• _MATERIAL SHOWN_:
┄┄┄┄┄┄┄┄┄┄┄┄┄┄┄┄┄┄┄┄
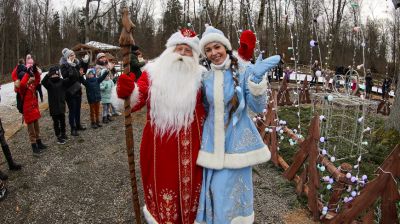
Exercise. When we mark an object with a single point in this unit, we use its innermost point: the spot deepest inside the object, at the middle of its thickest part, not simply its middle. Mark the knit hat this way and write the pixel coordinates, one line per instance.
(134, 48)
(213, 35)
(247, 44)
(91, 71)
(184, 36)
(100, 55)
(67, 52)
(28, 61)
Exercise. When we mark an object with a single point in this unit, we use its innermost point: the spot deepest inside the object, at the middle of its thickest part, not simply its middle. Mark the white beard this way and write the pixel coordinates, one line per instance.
(175, 81)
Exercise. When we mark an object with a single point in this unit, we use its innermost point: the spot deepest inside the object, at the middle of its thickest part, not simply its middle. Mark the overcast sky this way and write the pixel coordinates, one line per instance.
(373, 8)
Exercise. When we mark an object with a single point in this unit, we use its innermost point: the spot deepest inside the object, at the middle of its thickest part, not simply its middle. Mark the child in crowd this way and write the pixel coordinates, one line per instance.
(106, 88)
(30, 107)
(56, 96)
(92, 84)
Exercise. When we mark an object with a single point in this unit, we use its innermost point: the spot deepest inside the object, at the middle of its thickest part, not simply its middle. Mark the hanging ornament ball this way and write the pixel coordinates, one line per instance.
(329, 97)
(313, 43)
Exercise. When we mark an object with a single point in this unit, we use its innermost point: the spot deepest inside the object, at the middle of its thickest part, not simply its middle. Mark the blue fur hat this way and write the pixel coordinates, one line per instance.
(213, 35)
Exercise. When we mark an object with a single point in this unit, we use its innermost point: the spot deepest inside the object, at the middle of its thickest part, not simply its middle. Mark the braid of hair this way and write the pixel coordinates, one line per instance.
(234, 102)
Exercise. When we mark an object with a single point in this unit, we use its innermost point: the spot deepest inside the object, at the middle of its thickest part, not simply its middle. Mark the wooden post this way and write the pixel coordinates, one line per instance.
(126, 41)
(283, 94)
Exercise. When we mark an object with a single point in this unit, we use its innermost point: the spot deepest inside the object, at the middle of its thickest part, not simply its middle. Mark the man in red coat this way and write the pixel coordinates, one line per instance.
(31, 112)
(170, 89)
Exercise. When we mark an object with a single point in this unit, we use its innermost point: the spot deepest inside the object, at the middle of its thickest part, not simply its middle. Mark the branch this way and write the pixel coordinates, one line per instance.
(103, 14)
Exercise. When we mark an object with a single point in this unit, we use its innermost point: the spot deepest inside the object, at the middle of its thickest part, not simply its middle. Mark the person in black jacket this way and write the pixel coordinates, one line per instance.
(92, 84)
(136, 64)
(56, 96)
(71, 71)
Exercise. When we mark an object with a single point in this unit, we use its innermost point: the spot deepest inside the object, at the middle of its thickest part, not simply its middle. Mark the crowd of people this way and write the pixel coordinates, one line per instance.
(64, 87)
(198, 147)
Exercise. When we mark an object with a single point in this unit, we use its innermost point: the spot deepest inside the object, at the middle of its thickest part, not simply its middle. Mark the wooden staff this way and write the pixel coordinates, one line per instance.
(126, 41)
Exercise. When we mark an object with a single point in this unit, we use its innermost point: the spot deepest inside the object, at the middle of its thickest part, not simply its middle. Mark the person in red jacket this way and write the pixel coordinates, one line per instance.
(31, 112)
(170, 89)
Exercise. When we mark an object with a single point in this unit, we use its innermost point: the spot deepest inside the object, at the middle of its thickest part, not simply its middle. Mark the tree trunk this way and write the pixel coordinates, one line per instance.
(393, 120)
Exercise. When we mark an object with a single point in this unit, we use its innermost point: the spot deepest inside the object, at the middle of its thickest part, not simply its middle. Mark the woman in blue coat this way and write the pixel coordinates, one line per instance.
(231, 144)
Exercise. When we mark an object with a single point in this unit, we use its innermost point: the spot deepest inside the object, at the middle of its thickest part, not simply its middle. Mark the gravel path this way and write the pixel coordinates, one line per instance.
(87, 179)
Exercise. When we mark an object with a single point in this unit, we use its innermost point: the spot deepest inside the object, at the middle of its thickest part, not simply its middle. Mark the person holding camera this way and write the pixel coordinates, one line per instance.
(71, 71)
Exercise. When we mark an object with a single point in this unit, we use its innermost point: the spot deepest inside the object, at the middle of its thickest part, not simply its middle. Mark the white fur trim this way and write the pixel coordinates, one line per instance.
(258, 89)
(119, 103)
(219, 127)
(243, 220)
(214, 37)
(178, 38)
(233, 161)
(238, 220)
(149, 218)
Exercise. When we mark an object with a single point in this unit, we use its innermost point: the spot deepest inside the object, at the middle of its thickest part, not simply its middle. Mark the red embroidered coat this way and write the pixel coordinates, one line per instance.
(31, 104)
(171, 178)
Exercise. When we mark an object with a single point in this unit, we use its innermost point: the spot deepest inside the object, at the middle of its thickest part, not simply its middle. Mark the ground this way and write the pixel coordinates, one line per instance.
(87, 179)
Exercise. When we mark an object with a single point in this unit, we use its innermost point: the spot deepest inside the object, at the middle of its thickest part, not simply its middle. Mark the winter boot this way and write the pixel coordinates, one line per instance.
(11, 164)
(93, 125)
(40, 144)
(81, 128)
(36, 149)
(64, 136)
(3, 190)
(3, 176)
(60, 141)
(74, 132)
(109, 118)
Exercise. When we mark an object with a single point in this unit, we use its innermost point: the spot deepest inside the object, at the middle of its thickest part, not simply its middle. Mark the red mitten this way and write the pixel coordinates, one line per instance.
(125, 85)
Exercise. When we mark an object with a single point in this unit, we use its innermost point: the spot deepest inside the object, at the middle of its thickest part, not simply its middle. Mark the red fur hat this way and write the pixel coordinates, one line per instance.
(125, 85)
(247, 45)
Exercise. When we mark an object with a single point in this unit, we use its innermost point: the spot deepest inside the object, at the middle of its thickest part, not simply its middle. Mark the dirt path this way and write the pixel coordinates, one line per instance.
(87, 180)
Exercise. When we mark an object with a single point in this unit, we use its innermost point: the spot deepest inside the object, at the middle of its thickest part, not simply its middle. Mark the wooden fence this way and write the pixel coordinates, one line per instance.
(359, 210)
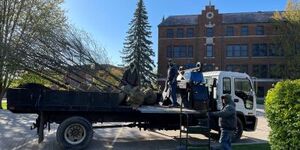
┄┄┄┄┄┄┄┄┄┄┄┄┄┄┄┄┄┄┄┄
• _AIM_: Please quote the records verbatim, starting at the line that contains "the wooden fence" and ending at the end of the records. Leave the pictures out of your answer.

• _RESULT BELOW_:
Exercise. When we mark an object with a single point in this unit, we use its innermost point: the spot deepest inside the object, at the middle of its thickest part, not simply its middle. Mark the wooden fence this way and write the pixel coordinates, one line per instance.
(359, 210)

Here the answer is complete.